## WHAT YOU WILL DO
In the article on workmen's compensation, write out the passage starting at "This article is" and ending at "and 4 schedules.", with "workers" changed to "laborers".

Start of PASSAGE SHOWN

This article is about how much compensation is given under what conditions,
who is liable to pay compensation and more. Every employer must safeguard his
employee especially when employees face death or disability in the course of
conducting their duty. the workmen's compensation act 1923 was formed to provide
compensation to workers who faced accidental death or injuries in the course of
employment liable to pay compensation.
The workmen's compensation act came into force on 1st July 1924. the workmen's
compensation act is known as the employee compensation act. it was the first
legislation on labour law. This act has a total of 36 sections and 4 schedules.
section 3 is the most important section of the act and it has five sub-sections.
The workmen's compensation act, of 1923 was majorly formed to provide
compensation to workmen at the time of an accident. this act mentions that it is
the duty and responsibility of the employer to include the welfare of the
workers when an injury is the result of the employment in the same way the
employer has reserved the right of making profits.
Introduction:
The workmen's compensation act, of 1923 provided compensation by certain classes
of employers to their workmen for injury by accident in their establishment. the
term arising during the course and out of employment is prescribed under section
3 of the workmen's compensation act 1923.

End of PASSAGE SHOWN
Start of RECORDS PROVIDED

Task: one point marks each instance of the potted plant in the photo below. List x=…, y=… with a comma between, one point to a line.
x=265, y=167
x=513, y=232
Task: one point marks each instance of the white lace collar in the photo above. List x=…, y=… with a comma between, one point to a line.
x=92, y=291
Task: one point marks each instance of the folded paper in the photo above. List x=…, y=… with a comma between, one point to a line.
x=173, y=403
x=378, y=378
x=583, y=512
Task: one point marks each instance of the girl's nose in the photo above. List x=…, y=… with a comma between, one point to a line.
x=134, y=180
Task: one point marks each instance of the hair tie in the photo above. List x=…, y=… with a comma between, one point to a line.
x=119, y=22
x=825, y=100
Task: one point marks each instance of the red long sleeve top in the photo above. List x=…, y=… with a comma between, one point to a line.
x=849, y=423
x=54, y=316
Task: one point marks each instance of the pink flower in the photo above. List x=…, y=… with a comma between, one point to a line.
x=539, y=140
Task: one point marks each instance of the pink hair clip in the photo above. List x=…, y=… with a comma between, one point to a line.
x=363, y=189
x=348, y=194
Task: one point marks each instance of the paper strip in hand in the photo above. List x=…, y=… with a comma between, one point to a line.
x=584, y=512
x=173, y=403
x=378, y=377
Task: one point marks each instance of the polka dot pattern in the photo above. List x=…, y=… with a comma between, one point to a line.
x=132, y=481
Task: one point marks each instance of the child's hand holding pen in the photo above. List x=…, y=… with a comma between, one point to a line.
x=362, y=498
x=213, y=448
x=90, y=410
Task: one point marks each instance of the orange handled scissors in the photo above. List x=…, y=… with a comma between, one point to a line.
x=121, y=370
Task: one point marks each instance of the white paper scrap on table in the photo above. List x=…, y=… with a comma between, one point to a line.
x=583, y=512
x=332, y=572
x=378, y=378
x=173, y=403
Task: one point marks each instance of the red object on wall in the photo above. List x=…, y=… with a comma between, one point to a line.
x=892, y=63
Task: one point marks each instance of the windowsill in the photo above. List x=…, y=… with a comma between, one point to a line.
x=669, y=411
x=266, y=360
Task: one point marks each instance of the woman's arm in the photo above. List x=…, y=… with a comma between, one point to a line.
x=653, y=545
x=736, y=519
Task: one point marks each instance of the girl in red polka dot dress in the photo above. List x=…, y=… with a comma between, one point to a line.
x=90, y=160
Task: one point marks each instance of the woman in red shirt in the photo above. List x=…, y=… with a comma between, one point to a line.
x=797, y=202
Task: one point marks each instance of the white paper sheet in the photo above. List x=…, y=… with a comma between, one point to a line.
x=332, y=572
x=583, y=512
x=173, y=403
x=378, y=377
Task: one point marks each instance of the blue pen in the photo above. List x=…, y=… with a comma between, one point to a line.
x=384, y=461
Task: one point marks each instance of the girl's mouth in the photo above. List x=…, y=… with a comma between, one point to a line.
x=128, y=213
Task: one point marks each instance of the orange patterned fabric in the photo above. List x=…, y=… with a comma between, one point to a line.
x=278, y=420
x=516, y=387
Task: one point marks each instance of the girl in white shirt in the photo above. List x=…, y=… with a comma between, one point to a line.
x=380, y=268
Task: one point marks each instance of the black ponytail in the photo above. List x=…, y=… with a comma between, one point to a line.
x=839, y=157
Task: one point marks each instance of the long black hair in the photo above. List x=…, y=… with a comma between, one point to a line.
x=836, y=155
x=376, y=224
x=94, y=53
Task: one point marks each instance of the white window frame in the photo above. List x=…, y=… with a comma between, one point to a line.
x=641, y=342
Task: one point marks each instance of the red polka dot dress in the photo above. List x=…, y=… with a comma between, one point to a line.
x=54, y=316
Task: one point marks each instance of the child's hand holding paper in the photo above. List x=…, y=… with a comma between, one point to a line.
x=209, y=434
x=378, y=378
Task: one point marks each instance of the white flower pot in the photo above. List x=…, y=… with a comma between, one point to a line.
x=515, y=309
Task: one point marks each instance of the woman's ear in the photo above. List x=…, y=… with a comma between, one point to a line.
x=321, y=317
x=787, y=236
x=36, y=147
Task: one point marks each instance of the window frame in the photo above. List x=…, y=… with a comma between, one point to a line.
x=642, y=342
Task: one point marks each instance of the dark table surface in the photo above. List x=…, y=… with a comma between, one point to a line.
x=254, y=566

End of RECORDS PROVIDED

## EXPECTED OUTPUT
This article is about how much compensation is given under what conditions,
who is liable to pay compensation and more. Every employer must safeguard his
employee especially when employees face death or disability in the course of
conducting their duty. the workmen's compensation act 1923 was formed to provide
compensation to laborers who faced accidental death or injuries in the course of
employment liable to pay compensation.
The workmen's compensation act came into force on 1st July 1924. the workmen's
compensation act is known as the employee compensation act. it was the first
legislation on labour law. This act has a total of 36 sections and 4 schedules.